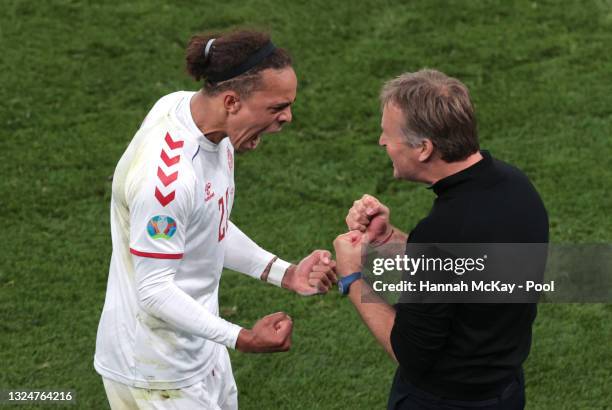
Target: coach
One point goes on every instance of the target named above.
(450, 356)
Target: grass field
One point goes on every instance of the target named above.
(77, 78)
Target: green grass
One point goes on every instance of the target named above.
(77, 78)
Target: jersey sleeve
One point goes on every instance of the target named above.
(161, 202)
(243, 255)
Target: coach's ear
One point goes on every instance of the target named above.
(231, 102)
(427, 149)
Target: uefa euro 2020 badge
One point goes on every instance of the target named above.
(161, 227)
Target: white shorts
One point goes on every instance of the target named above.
(216, 392)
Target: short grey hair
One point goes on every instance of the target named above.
(435, 107)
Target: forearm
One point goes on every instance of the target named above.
(398, 236)
(377, 315)
(182, 312)
(159, 297)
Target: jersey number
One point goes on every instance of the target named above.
(222, 208)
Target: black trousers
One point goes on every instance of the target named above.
(405, 396)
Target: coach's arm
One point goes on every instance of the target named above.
(412, 334)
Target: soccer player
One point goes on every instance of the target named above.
(161, 342)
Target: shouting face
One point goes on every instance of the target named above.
(264, 111)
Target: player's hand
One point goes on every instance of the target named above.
(272, 333)
(313, 275)
(369, 215)
(348, 247)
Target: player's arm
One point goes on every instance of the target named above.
(314, 274)
(159, 296)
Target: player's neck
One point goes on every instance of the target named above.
(207, 118)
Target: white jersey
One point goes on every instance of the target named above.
(173, 191)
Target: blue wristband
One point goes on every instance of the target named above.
(345, 283)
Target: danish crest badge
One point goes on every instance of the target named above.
(161, 227)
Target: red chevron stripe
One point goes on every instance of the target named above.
(156, 255)
(166, 179)
(171, 143)
(164, 200)
(170, 161)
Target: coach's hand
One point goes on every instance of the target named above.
(369, 215)
(272, 333)
(313, 275)
(348, 247)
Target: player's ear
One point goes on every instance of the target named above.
(427, 149)
(231, 102)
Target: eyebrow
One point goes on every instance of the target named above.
(282, 105)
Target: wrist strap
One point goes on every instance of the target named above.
(277, 272)
(384, 241)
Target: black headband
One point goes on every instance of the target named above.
(254, 59)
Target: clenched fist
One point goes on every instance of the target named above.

--

AIM OF THE EXERCISE - Give again, word for word, every line of the listing above from the one with "Target: grass field" to the one with "Target: jersey number", both inclusive, and nothing beyond them.

ANSWER SECTION -
Target: grass field
One point goes on every instance of the target named above.
(77, 78)
Target: green grass
One point goes on every instance of the target named above.
(77, 78)
Target: jersey sleeve
One point goes on every instance of the target named above.
(161, 202)
(243, 255)
Target: coach's ear
One point goes on every instance of the target named above.
(231, 102)
(427, 149)
Target: uefa euro 2020 badge
One point goes on every instance of the target named above.
(161, 227)
Target: white shorts
One point goes on every instance of the target named above.
(216, 392)
Target: short grey hair
One point goes on every instance of the target named above.
(435, 107)
Target: forearm
One point goes on every instance of the target named above.
(398, 236)
(377, 315)
(182, 312)
(159, 297)
Target: jersey number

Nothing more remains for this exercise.